* [PROBLEM]:
Copy the listing below word for word, including every line.

(Rows of box annotation data)
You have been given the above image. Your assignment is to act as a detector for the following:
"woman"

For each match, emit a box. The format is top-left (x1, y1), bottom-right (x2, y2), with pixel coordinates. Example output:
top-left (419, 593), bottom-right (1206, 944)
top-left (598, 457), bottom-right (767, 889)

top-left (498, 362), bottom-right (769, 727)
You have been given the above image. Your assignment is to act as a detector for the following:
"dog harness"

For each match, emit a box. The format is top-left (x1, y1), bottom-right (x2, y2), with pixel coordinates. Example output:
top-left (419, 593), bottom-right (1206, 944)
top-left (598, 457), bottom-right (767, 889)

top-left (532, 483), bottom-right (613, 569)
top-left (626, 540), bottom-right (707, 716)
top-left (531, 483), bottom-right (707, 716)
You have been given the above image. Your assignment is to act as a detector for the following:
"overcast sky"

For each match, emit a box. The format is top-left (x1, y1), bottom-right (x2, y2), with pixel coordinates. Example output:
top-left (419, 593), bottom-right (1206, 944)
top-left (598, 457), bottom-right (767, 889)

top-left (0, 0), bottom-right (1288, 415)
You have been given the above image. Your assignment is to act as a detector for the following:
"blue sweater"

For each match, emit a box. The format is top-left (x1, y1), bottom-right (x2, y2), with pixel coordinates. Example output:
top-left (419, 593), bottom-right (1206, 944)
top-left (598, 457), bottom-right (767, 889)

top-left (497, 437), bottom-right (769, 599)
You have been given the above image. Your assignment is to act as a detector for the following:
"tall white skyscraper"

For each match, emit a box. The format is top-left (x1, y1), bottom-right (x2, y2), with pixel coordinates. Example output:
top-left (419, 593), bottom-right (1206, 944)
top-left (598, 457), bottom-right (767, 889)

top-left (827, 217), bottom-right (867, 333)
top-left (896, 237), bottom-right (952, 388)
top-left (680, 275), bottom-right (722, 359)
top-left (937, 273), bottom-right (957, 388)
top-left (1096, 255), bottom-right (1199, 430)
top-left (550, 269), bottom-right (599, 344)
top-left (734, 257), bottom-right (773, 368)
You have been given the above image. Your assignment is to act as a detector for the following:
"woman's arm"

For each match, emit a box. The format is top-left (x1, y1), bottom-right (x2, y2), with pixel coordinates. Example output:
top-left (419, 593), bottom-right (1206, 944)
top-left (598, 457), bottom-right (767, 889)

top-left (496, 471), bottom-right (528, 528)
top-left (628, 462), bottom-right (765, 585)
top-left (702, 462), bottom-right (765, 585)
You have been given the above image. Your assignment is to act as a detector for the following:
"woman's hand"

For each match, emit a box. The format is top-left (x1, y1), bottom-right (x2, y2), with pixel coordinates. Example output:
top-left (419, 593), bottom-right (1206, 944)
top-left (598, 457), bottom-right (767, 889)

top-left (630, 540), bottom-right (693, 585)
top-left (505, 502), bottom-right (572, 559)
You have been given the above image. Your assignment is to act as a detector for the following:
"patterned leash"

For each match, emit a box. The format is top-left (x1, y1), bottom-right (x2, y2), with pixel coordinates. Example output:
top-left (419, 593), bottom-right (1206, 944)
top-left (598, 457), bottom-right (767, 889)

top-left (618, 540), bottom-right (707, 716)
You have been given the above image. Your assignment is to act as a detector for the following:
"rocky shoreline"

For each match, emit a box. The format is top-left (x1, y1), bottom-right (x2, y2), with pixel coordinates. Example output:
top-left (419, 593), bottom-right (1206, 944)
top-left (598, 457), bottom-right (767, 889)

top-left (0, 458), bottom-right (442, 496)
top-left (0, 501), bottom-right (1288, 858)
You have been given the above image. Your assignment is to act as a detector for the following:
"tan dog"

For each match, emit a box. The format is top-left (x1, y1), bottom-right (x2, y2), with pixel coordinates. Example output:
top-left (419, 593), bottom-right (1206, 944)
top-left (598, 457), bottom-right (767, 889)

* [SOLUTION FOR THIS PROBLEM]:
You have been given the above image. Your assignment is to act as a detector for the following:
"woman"

For each match, emit a box. The format is top-left (x1, y1), bottom-right (x2, y2), with pixel coordinates. Example output:
top-left (419, 593), bottom-right (1206, 944)
top-left (598, 457), bottom-right (767, 889)

top-left (498, 362), bottom-right (769, 727)
You have been given the above image. Your assignment is to act as a detector for the following:
"dog harness"

For each match, emit a box. The format is top-left (x1, y1), bottom-right (x2, y2), with pixel coordinates. Example output:
top-left (419, 593), bottom-right (1206, 944)
top-left (598, 457), bottom-right (767, 889)

top-left (532, 483), bottom-right (613, 569)
top-left (626, 540), bottom-right (707, 716)
top-left (531, 483), bottom-right (707, 716)
You have been given the above image. Your assignment is to act as a detector for the following:
"overcast sky"

For each match, emit a box. The format is top-left (x1, y1), bottom-right (x2, y2), with pixel coordinates. Example output:
top-left (419, 593), bottom-right (1206, 944)
top-left (598, 457), bottom-right (767, 889)

top-left (0, 0), bottom-right (1288, 415)
You have been given the above image. Your assignment is to act as a detector for the following:
"blue sweater"

For each match, emit a box. The format is top-left (x1, y1), bottom-right (x2, y2), with pixel coordinates. Example output:
top-left (419, 593), bottom-right (1206, 944)
top-left (598, 457), bottom-right (767, 889)

top-left (497, 437), bottom-right (769, 599)
You have been given the above image. Your assignment is to act as a detector for the following:
"tall white skyscraper"

For each match, emit a box. The format is top-left (x1, y1), bottom-right (x2, y2), with pixel coordinates. Example output:
top-left (419, 593), bottom-right (1206, 944)
top-left (598, 457), bottom-right (767, 889)

top-left (827, 217), bottom-right (867, 333)
top-left (896, 237), bottom-right (952, 388)
top-left (680, 275), bottom-right (722, 359)
top-left (937, 273), bottom-right (957, 388)
top-left (1096, 255), bottom-right (1199, 430)
top-left (550, 269), bottom-right (599, 344)
top-left (734, 257), bottom-right (773, 368)
You have been given the above image. Your assignment is to act as a detector for the following:
"woman's arm"

For each match, emit a box. The format is top-left (x1, y1), bottom-right (x2, y2), with pixel coordinates. Example output:
top-left (419, 593), bottom-right (1206, 944)
top-left (598, 457), bottom-right (767, 889)

top-left (496, 471), bottom-right (528, 528)
top-left (628, 462), bottom-right (765, 585)
top-left (702, 462), bottom-right (765, 585)
You have been given the above image. Your assignment is to act as a detector for the following:
"woman's hand"

For each match, emit a box. The format is top-left (x1, y1), bottom-right (x2, y2), with pixel coordinates. Example output:
top-left (419, 593), bottom-right (1206, 944)
top-left (598, 457), bottom-right (767, 889)

top-left (630, 540), bottom-right (693, 585)
top-left (505, 502), bottom-right (572, 559)
You have been given the above image. Your assignment is to act as a detector for the following:
"patterned leash"

For each match, emit a box. The format is top-left (x1, y1), bottom-right (x2, y2), with pixel coordinates. Example output:
top-left (419, 593), bottom-right (1206, 944)
top-left (598, 457), bottom-right (767, 889)

top-left (618, 540), bottom-right (707, 716)
You have been given the above image. Your assignment is to act as a detector for the following:
"rocky shoreline"

For each match, emit a box. The format is top-left (x1, y1), bottom-right (x2, y2), with pixel coordinates. Example output:
top-left (419, 593), bottom-right (1206, 944)
top-left (598, 457), bottom-right (767, 889)

top-left (0, 458), bottom-right (442, 496)
top-left (0, 501), bottom-right (1288, 858)
You have been given the above image. Your assignment is to act as a detector for the following:
"tan dog"

For each match, emit a box. The format is top-left (x1, y1), bottom-right (x2, y2), with pixel coordinates. Example output:
top-left (419, 593), bottom-right (1206, 944)
top-left (598, 457), bottom-right (767, 889)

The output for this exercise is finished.